▶ Exercise aim
Extract each line from the entries below that has the string "negative" in it.

:::::

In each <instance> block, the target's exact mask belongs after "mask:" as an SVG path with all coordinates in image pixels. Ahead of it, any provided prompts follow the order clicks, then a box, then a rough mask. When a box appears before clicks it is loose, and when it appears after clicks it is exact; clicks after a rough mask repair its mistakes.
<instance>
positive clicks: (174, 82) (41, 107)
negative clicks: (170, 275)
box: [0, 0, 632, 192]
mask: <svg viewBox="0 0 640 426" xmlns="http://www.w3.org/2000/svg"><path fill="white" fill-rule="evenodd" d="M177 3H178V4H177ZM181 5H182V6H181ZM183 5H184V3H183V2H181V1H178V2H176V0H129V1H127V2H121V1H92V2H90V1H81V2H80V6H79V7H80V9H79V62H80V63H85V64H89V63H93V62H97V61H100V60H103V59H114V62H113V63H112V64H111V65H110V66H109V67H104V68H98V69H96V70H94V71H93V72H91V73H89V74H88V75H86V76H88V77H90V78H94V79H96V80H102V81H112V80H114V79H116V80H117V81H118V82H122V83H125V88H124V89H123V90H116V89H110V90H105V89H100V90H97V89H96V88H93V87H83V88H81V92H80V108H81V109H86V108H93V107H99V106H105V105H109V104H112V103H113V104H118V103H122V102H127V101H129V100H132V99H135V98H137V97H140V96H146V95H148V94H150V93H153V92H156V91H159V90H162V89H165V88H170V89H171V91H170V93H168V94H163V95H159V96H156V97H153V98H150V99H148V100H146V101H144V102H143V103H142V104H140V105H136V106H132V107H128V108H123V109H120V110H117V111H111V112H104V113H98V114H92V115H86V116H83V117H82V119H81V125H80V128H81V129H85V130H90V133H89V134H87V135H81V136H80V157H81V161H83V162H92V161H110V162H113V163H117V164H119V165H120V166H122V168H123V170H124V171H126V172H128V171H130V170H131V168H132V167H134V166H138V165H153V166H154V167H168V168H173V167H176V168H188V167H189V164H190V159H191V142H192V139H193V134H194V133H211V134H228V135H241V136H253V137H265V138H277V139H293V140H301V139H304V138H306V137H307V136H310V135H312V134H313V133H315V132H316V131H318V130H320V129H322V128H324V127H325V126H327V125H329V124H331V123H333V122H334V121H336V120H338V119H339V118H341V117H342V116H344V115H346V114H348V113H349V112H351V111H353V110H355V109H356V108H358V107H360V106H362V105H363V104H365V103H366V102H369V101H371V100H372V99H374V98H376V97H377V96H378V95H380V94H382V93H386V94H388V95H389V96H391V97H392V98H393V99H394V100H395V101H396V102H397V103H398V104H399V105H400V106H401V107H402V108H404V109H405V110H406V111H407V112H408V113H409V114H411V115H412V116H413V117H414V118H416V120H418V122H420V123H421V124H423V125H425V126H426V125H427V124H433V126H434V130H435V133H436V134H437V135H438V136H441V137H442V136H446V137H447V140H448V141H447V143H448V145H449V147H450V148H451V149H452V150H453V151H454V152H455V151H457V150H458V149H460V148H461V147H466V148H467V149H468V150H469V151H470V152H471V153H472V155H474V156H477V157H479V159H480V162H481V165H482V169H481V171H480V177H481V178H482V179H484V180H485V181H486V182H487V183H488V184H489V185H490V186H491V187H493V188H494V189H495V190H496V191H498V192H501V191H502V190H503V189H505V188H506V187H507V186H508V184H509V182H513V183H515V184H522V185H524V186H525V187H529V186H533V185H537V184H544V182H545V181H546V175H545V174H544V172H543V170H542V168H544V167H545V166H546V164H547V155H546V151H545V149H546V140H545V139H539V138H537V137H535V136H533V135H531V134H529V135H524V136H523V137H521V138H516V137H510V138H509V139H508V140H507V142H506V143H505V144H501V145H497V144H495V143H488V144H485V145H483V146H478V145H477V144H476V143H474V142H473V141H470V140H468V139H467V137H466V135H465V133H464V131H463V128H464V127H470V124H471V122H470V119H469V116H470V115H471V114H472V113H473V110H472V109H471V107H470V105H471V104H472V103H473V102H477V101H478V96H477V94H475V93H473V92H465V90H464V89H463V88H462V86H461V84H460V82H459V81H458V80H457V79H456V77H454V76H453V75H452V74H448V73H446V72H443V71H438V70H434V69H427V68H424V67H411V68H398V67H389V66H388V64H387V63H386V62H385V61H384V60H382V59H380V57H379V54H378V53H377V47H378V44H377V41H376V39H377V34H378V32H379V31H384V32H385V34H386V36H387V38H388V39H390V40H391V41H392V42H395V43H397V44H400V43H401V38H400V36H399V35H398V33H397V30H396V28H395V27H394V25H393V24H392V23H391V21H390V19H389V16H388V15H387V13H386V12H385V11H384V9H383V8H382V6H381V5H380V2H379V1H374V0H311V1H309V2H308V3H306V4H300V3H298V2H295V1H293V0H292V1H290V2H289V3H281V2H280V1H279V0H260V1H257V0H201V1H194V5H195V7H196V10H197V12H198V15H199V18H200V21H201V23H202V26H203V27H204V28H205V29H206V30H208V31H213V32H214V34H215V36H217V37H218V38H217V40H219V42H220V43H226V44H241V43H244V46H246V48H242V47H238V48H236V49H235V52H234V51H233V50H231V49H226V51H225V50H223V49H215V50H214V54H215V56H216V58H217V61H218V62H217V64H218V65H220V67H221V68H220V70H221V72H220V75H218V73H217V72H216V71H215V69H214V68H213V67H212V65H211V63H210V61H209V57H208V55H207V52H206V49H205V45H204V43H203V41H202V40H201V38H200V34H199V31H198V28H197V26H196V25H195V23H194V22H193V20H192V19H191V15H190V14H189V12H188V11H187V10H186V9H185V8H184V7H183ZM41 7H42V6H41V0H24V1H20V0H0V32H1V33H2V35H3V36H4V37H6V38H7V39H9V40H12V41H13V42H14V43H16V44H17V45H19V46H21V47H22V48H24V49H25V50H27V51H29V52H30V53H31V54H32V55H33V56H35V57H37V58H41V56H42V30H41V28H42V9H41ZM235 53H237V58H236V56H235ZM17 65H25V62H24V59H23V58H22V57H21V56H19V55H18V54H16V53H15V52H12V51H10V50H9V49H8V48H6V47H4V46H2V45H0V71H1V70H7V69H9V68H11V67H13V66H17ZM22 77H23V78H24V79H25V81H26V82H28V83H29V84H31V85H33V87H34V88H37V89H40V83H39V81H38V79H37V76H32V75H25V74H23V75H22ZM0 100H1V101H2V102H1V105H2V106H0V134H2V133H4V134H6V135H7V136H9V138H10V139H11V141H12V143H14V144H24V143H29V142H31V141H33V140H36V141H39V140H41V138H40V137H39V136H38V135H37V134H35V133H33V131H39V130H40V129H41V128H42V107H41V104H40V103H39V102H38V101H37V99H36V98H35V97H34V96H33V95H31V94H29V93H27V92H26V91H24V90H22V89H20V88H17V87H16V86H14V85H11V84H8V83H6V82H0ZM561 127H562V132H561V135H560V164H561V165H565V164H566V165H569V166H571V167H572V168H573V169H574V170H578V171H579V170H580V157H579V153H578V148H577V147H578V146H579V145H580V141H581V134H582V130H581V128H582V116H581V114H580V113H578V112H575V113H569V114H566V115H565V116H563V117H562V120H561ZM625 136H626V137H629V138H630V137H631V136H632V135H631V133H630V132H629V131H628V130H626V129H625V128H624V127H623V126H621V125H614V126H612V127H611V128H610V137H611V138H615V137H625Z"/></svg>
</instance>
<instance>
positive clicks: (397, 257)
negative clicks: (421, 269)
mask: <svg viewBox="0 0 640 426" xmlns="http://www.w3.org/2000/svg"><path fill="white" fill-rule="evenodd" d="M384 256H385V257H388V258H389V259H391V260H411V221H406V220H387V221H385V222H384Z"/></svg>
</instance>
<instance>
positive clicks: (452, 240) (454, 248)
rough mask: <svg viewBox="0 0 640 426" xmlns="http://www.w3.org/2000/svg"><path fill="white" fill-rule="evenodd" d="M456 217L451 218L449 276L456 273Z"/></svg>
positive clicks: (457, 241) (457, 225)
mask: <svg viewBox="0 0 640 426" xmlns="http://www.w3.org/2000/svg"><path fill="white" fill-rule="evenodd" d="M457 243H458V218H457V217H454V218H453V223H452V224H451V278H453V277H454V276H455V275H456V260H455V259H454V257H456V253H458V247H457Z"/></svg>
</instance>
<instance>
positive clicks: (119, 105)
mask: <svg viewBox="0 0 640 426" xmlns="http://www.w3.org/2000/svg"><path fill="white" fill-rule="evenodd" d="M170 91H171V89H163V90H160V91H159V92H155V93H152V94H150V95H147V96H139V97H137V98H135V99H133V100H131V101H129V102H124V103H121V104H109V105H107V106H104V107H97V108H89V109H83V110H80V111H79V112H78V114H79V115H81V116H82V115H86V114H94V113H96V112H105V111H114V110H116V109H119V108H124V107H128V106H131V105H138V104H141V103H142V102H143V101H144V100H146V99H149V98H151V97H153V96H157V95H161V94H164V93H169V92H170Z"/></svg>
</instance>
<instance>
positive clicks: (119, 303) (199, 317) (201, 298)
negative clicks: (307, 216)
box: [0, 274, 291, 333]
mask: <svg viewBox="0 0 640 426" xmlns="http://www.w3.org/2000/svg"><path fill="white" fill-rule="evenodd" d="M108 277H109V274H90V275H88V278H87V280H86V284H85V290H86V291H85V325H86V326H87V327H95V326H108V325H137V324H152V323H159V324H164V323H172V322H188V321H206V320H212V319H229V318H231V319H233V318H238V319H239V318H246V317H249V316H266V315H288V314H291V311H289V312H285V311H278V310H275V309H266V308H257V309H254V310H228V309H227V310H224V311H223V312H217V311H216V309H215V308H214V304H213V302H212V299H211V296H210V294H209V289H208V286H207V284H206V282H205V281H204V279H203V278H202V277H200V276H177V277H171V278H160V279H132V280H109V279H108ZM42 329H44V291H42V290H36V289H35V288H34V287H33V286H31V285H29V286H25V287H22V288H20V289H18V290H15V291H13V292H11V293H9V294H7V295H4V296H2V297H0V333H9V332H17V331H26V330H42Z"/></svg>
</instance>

:::::

▶ Output for this task
negative clicks: (170, 275)
negative clicks: (421, 269)
negative clicks: (307, 216)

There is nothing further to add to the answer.